··· Brano di testo ···
È sera e il terzo atto si svolge a Le Havre, prigione in cui Manon è rinchiusa con altre donne. In attesa di essere imbarcata verso la Louisiana (allora colonia francese). Lescaut tenta invano di corrompere una guardia per liberare la sorella. Renato, nell’intento di evitare la deportazione dell’amata sguaina la spada, ma alla vista del capitano getta la sua arma. Al giovane resta solo la possibilità di supplicare, tra lacrime, il comandante della nave, affinché imbarchi anche lui. Riesce, così, a commuovere l’uomo e insieme salpano oltre oceano.
··· Materiale elencato ···
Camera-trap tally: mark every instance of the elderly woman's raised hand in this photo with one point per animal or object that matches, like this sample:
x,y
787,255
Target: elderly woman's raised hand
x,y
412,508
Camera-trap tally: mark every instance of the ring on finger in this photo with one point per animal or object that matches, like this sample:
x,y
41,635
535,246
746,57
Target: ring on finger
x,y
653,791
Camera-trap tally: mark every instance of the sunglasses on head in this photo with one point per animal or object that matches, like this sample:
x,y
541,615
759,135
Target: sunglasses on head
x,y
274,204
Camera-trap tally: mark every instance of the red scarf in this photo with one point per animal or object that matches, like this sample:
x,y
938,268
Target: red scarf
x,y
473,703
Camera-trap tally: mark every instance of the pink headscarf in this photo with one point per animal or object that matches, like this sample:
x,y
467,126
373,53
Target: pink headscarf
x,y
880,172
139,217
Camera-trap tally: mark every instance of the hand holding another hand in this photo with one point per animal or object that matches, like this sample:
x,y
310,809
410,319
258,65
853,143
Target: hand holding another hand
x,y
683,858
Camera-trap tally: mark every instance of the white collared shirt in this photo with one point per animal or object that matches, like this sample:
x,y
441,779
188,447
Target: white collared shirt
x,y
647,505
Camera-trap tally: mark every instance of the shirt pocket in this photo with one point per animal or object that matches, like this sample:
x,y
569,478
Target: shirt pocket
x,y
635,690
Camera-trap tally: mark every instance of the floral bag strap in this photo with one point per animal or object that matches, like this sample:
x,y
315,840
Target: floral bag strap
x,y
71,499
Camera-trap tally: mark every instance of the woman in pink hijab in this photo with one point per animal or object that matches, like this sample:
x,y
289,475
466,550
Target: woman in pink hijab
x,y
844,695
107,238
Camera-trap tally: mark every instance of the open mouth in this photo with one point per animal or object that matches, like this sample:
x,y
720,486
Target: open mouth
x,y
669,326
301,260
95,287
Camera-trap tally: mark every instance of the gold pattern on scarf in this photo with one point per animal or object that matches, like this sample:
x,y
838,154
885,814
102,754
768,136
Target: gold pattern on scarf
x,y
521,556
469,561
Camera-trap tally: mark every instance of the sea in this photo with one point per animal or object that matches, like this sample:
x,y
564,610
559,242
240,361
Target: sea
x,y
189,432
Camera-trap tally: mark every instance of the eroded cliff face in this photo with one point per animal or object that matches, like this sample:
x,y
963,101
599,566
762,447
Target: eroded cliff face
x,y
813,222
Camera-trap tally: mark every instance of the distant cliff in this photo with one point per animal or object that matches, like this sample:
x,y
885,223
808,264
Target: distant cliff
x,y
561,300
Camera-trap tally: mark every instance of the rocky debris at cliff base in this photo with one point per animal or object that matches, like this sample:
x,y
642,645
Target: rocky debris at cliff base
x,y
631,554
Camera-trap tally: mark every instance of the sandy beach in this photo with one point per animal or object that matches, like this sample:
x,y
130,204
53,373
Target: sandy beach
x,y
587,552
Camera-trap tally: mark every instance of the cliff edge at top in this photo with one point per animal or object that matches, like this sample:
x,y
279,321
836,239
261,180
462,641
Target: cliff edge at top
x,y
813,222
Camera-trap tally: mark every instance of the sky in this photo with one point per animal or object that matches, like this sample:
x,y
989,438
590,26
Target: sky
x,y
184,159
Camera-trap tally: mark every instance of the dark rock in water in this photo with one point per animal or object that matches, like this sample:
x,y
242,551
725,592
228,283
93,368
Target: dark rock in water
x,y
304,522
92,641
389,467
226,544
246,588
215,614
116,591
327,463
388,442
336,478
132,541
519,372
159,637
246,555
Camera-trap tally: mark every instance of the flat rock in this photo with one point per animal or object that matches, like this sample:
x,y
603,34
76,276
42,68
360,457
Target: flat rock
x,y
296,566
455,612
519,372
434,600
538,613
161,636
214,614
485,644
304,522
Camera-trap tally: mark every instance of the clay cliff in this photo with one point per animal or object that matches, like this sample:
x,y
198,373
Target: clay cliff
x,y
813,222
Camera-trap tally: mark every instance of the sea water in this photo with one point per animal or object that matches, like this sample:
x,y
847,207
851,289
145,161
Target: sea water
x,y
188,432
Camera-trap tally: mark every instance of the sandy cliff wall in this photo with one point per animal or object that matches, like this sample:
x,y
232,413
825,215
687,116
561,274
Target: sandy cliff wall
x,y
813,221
···
> [Domande sul materiale]
**a)** Nel brano di testo, riscrivi la parte che si apre con le parole contenenti "È sera e il" e si chiude con "salpano oltre oceano.", scambiando "spada" con "pistola".
**b)** Prolunga, per favore, il brano sul terzo atto di Manon, riprendendo subito dopo la sua ultima frase.

> [Risposte alle consegne]
**a)**
È sera e il terzo atto si svolge a Le Havre, prigione in cui Manon è rinchiusa con altre donne. In attesa di essere imbarcata verso la Louisiana (allora colonia francese). Lescaut tenta invano di corrompere una guardia per liberare la sorella. Renato, nell’intento di evitare la deportazione dell’amata sguaina la pistola, ma alla vista del capitano getta la sua arma. Al giovane resta solo la possibilità di supplicare, tra lacrime, il comandante della nave, affinché imbarchi anche lui. Riesce, così, a commuovere l’uomo e insieme salpano oltre oceano.

**b)**
Il quarto e ultimo atto è ambientato in “una landa sterminata ai confini di New Orleans”. La bellezza di Manon, nella città americana, è stata fonte di altri guai, che hanno costretto Renato ad affrontare un duello e, adesso, fuggono. È sera e i due amanti vagano senza meta, né mezzi, stremati dalla fatica fino al più tragico dei finali. Manon, stanca e incapace di proseguire, finisce con il cadere al suolo. Il suo amante può soltanto gridare la sua disperazione, in un orizzonte senza vita, e ascoltare le ultime deboli parole della bella e voluttuosa Manon, mentre muore tra le sue braccia: «Le mie colpe… travolgerà l’oblio… ma… l’amor mio… non muore…»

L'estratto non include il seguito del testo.